* PROBLEM TO WORK ON:
Convert the records below into a two-column CSV with the header row input,output. Give one row for each record, putting its instruction text and its answer each in a single quoted field, with line breaks replaced by spaces.

--- START ---

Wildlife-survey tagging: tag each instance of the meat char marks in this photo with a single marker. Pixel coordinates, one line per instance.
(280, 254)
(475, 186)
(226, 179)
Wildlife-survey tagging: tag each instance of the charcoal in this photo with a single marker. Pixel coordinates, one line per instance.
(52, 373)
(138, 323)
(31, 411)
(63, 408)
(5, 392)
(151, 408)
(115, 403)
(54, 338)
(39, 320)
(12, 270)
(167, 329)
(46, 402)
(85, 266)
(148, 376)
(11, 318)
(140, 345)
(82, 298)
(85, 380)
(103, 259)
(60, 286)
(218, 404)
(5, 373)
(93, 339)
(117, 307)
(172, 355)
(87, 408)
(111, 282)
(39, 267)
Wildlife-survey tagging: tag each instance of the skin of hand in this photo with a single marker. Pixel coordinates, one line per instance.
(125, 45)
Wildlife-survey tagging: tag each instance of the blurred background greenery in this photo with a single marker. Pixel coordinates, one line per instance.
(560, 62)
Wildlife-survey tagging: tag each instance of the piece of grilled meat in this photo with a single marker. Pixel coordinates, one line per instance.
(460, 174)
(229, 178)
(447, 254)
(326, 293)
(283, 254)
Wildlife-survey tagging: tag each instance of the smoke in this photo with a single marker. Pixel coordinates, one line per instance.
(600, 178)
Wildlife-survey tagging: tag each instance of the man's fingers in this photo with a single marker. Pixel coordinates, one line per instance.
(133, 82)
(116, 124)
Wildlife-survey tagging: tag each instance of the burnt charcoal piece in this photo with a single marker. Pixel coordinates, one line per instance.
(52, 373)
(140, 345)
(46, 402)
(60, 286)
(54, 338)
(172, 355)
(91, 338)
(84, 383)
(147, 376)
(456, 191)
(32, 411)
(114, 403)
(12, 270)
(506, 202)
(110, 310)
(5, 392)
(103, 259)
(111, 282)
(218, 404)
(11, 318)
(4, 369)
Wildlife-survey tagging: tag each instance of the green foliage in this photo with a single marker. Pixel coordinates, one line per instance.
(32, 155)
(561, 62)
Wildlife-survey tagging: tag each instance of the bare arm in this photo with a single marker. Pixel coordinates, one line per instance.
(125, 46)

--- END ---

* FINAL ANSWER:
input,output
"Wildlife-survey tagging: tag each instance of the meat char marks in this photo with a single marker. Pixel coordinates, one line per instance.","(280, 254) (475, 186) (226, 179)"
"Wildlife-survey tagging: tag each instance of the charcoal in this photo with a single marker. Pixel coordinates, one line per instance.","(52, 373) (138, 323) (31, 411) (63, 408) (5, 392) (151, 408) (115, 403) (54, 338) (39, 320) (12, 270) (167, 329) (46, 402) (85, 266) (148, 376) (11, 318) (140, 345) (82, 298) (85, 380) (103, 259) (60, 286) (218, 404) (5, 373) (93, 339) (117, 307) (172, 355) (87, 408) (111, 282) (39, 267)"
"Wildlife-survey tagging: tag each instance of the skin of hand in this photo with a single marker. Pixel coordinates, one line per instance.","(125, 45)"
"Wildlife-survey tagging: tag each instance of the blurred background greenery in this photo with a single marker. Pixel coordinates, one line per instance.","(560, 62)"
"Wildlife-survey tagging: tag each instance of the piece of grilled meat in this photo with a single marker. Pixel coordinates, one line per instance.","(460, 174) (229, 178) (447, 254) (326, 293) (283, 254)"
"Wildlife-survey tagging: tag each instance of the smoke in this photo with a single marker. Pixel coordinates, one line per instance.","(600, 178)"
"Wildlife-survey tagging: tag each instance of the man's fingers in this photo with a single marker. Pixel coordinates, one line per instance.","(133, 82) (116, 124)"
"Wildlife-survey tagging: tag each instance of the burnt charcoal piece in this photo with a single marker. Pixel coordinates, one line per instance.","(52, 373) (140, 345) (46, 402) (60, 286) (54, 338) (172, 355) (91, 338) (84, 383) (147, 376) (456, 191) (32, 411) (114, 403) (12, 270) (506, 202) (110, 310) (5, 392) (103, 259) (111, 282) (218, 404) (11, 318) (4, 369)"
"Wildlife-survey tagging: tag each instance of the green foliage in this photo with a single marker. Pixel coordinates, one line per instance.","(32, 155) (561, 62)"
"Wildlife-survey tagging: tag each instance of the bare arm in this photo with a single marker. Pixel coordinates, one line per instance.","(125, 46)"